> [TEXTE PRÉSENTÉ]:
---+---
Ainsi, elle doit s’opposer constamment aux empiétements, aux usurpations ; ainsi quand des forêts particulières sont grevées de droits d’usage au profit des communes, elle doit, quel que soit le propriétaire de ces forêts, avoir le courage de les déclarer défensables au moment où elles le sont devenues effectivement, et de les délivrer incontinent aux usagers, au lieu de se moquer d’eux, comme on l’a fait trop souvent, par l’abandon tardif d’un pâturage que l’âge du taillis rendait impossible et illusoire. Enfin, elle doit donner ses soins à la suppression des chemins inutiles et au repeuplement des coupes dégradées ou ruinées.
Cette administration, à la vérité, ne peut être gratuite ; elle coûte même, elle coûtera toujours beaucoup aux communes. Mais ce n’est pas une raison pour la supprimer si, d’ailleurs, elle est nécessaire comme je le crois. Du reste, elle paraît moins dispendieuse aujourd’hui qu’elle ne l’était sous le gouvernement impérial. Alors les frais d’assiette, de balivage, de martelage et de récolement s’élevaient à 10 fr. 30 c. par arpent, c’est-à dire à 21 fr. par hectare des coupes partagées, et à 10 p. c. du prix des coupes vendues. Maintenant les frais de conservation n’excèdent peut-être pas le terme moyen de 95 centimes par hectare et par année sur la totalité des coupes. Peut-être est-ce encore trop. Une chose certaine c’est que la répartition en est mal faite, parce qu’elle a pour base non les produits, mais l’étendue superficielle des coupes.
---+---
> [MATÉRIEL FOURNI]:
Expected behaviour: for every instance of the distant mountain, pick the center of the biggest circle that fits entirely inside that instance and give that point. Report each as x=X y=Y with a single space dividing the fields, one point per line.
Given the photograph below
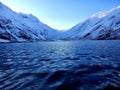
---+---
> [CONSIGNE]: Pouvez-vous prolonger le texte sur l'administration des forêts des communes, en reprenant juste après sa dernière phrase ?

> [RÉPONSE ATTENDUE]:
Il est écrit, je le sais, dans l’article 31 de votre constitution, que « les intérêts exclusivement communaux ou provinciaux sont réglés par les conseils communaux ou provinciaux, d’après les principes établis par la constitution elle-même. » Mais par l’étendue et l’importance des bois de communes, par la nature des droits de celles-ci et les restrictions qui en dérivent nécessairement, il est facile de concevoir que les intérêts dont vous vous occupez en ce moment ne sont pas exclusivement communaux. Les principes de votre loi fondamentale ne peuvent donc faire obstacle à ce que ces bois soient placés sous une surveillance spéciale. Ce que le législateur a dû vouloir surtout, c’est qu’ils fussent convenablement régis et conservés.
De ces observations je conclus qu’il est nécessaire, non de laisser subsister éternellement ce qui existe, mais d’ajourner au temps où la chambre s’occupera de la rédaction d’un code forestier la question de savoir jusqu’où doit aller l’émancipation des communes relativement à leurs bois. Alors vous aurez eu le temps d’approfondir une question importante, et vous pourrez mieux juger quelle garantie est nécessaire et quelles précautions sont à prendre pour confier sans danger, aux communes, des attributions qu’elles réclament prématurément, à mon avis. Alors vous ferez disparaître de la législation forestière des dispositions minutieuses, inutiles, barbares ; des peines excessives, conformes à l’esprit despotique du gouvernement de Louis XIV, mais qui jurent avec nos mœurs et notre civilisation. En attendant, je voterai le rejet des amendements qui vous sont présentés. Aussi bien ne sont-ils que l’énonciation d’un principe, c’est-à-dire une disposition qui, si vous jugiez à propos de l’adopter, devrait demeurer sans effet jusqu’à ce qu’une loi organique et de détail en procurât l’exécution, mais qui, par l’abus qu’on pourrait en faire, aurait de fâcheuses conséquences.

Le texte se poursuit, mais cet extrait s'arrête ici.